DATA TO PROCESS —
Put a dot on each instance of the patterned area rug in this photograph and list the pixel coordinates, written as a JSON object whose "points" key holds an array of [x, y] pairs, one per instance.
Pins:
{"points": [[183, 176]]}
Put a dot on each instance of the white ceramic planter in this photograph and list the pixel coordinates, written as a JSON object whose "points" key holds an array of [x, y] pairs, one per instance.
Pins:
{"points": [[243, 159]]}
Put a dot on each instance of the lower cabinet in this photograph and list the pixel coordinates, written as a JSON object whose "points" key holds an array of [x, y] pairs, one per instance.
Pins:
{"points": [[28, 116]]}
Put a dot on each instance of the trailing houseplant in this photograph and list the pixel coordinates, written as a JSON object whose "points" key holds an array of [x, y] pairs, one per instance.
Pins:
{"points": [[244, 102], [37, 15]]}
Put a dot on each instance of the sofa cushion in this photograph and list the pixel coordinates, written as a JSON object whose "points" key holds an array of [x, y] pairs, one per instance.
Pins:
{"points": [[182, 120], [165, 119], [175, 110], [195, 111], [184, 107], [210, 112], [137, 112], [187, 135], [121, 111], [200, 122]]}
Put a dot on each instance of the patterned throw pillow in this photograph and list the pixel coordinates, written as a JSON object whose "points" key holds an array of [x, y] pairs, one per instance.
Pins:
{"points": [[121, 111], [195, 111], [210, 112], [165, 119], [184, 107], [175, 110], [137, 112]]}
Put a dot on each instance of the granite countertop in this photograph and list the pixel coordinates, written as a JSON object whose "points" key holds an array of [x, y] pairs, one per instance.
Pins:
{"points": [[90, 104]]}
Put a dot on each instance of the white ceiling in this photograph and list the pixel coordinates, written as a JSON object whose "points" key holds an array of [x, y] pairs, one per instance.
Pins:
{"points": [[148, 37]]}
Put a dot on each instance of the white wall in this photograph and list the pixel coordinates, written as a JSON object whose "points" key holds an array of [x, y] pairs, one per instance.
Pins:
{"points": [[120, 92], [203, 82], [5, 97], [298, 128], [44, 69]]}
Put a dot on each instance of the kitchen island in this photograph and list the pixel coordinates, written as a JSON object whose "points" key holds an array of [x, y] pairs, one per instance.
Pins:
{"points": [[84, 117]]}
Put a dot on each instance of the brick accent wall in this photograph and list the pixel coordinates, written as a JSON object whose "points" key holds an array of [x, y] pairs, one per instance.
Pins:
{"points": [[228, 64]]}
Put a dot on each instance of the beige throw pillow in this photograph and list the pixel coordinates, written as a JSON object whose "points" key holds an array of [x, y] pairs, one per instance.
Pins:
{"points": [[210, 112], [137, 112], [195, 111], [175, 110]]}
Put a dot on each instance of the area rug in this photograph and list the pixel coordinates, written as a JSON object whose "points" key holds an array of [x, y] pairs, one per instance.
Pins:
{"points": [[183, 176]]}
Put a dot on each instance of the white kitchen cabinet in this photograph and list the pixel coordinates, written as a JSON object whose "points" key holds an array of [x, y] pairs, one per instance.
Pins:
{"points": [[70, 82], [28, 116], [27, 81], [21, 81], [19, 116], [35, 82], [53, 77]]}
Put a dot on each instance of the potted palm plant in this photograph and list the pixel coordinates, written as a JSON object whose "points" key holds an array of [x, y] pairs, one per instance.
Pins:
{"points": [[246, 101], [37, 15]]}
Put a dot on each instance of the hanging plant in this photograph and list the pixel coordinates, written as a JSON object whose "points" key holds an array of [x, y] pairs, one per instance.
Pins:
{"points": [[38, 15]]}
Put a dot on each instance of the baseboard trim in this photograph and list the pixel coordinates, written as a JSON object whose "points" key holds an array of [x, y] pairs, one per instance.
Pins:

...

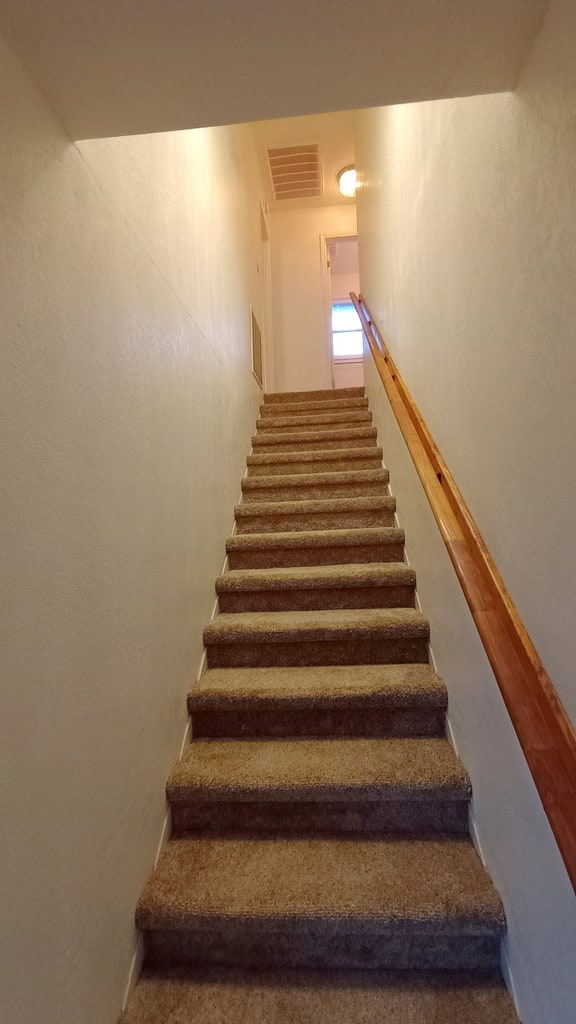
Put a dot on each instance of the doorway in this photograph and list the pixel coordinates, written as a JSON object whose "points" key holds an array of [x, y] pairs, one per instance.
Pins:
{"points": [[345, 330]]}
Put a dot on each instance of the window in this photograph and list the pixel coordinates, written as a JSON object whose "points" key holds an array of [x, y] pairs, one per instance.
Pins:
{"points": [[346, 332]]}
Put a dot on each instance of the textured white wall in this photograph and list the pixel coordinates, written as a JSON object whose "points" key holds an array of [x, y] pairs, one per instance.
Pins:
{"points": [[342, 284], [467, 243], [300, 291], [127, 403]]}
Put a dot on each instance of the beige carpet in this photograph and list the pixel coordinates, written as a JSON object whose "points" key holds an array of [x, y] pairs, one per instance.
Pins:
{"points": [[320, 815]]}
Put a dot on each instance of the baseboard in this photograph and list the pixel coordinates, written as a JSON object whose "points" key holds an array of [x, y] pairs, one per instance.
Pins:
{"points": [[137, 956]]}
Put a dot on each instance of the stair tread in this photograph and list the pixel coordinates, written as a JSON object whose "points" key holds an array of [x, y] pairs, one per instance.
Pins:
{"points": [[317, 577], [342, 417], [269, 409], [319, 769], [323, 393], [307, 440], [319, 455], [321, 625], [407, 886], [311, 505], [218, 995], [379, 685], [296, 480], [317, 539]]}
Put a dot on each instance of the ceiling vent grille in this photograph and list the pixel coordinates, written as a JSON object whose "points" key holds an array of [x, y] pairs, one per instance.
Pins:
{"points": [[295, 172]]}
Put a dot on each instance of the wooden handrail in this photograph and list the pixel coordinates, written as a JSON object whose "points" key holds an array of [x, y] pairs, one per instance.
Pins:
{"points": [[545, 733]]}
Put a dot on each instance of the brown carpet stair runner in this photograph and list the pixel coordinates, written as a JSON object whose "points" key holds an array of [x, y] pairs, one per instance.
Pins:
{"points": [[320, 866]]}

==

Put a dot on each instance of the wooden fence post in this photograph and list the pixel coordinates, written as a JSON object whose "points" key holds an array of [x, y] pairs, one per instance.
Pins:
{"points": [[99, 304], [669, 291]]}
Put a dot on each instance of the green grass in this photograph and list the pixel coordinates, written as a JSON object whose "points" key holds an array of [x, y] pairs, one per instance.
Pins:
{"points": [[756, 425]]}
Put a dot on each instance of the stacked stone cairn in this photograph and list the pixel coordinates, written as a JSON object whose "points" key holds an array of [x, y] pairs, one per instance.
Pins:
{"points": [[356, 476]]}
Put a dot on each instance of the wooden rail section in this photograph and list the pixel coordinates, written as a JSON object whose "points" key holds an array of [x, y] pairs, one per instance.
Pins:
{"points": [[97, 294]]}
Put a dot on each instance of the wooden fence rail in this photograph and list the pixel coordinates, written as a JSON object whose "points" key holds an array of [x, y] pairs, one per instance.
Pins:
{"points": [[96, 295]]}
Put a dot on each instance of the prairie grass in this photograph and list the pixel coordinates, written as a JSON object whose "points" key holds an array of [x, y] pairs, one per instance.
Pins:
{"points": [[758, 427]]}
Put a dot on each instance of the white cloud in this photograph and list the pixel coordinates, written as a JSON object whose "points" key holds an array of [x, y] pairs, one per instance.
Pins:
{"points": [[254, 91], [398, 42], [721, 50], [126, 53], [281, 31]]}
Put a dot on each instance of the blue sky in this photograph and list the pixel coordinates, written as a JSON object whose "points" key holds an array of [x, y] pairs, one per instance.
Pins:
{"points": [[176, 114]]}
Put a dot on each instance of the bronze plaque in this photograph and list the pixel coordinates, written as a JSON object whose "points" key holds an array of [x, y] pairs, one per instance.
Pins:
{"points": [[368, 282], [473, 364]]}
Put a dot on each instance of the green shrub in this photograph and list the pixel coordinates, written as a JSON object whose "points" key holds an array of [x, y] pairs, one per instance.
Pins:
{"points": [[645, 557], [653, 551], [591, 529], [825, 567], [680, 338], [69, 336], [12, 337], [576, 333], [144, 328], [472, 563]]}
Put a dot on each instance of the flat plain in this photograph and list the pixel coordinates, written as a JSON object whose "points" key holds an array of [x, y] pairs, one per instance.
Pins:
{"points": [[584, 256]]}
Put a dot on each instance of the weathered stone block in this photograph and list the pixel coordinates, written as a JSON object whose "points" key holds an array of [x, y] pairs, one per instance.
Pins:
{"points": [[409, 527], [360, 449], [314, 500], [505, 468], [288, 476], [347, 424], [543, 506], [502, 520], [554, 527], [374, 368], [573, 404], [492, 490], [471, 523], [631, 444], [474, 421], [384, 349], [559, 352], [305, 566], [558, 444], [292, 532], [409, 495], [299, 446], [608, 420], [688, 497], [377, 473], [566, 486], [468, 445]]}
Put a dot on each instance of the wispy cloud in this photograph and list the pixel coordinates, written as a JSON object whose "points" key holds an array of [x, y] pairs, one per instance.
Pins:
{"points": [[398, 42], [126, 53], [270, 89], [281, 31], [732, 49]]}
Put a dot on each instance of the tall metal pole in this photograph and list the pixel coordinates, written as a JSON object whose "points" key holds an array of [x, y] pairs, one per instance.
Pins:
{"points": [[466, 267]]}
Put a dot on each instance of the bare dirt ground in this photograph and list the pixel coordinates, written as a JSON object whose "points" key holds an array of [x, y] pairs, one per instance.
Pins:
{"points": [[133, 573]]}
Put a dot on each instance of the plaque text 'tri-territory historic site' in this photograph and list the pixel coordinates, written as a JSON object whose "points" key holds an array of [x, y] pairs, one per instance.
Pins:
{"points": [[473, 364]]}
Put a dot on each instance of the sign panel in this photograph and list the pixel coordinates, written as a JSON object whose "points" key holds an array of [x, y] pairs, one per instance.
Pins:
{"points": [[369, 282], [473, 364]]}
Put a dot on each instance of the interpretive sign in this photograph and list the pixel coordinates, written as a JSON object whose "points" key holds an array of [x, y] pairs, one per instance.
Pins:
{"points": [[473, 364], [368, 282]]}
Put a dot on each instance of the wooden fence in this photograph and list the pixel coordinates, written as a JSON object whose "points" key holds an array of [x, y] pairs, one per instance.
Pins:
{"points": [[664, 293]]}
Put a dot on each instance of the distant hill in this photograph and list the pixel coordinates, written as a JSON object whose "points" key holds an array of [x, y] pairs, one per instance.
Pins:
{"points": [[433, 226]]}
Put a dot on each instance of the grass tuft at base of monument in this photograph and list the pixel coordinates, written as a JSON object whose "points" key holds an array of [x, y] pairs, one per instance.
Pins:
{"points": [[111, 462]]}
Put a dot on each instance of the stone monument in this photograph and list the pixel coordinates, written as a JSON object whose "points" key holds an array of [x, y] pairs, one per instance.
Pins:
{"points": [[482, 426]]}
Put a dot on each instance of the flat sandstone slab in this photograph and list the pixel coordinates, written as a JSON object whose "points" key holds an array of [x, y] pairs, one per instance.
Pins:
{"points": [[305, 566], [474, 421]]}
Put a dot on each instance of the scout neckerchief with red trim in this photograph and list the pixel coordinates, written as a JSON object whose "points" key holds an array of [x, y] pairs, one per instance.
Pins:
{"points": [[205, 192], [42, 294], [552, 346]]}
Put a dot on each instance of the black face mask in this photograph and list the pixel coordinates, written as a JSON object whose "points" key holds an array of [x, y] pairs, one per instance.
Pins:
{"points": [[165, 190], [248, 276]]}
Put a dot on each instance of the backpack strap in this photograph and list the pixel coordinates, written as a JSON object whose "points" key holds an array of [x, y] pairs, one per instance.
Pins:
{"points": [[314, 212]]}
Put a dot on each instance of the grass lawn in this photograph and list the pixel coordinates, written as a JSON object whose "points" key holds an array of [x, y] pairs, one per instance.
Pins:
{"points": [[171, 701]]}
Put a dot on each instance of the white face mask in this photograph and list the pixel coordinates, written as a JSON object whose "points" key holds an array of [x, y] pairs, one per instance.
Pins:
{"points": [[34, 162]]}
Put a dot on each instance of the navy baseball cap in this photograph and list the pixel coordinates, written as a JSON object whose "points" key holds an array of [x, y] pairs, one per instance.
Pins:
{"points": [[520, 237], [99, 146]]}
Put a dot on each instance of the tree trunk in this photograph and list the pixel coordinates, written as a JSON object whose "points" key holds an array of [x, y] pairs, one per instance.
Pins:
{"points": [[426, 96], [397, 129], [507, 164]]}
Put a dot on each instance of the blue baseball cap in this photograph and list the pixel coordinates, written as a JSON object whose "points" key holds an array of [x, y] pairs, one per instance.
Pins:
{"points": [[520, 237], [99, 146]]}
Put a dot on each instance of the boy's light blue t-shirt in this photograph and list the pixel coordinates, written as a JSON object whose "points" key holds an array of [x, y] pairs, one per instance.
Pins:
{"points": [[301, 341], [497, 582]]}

EXERCISE —
List, from the entries above, every line in which the word "pillow" shows up.

TASK OUTPUT —
Put a dot on each instance of the patterned throw pillow in this photograph and list the pixel coordinates, written as a JSON object whose "points" key holds an array of [x, y] pairs, one per instance.
Put a dot on each instance of the beige throw pillow in this photograph and list the pixel coordinates, written as a JSON object whose "points" key holds an array of [x, y] pairs, one per instance.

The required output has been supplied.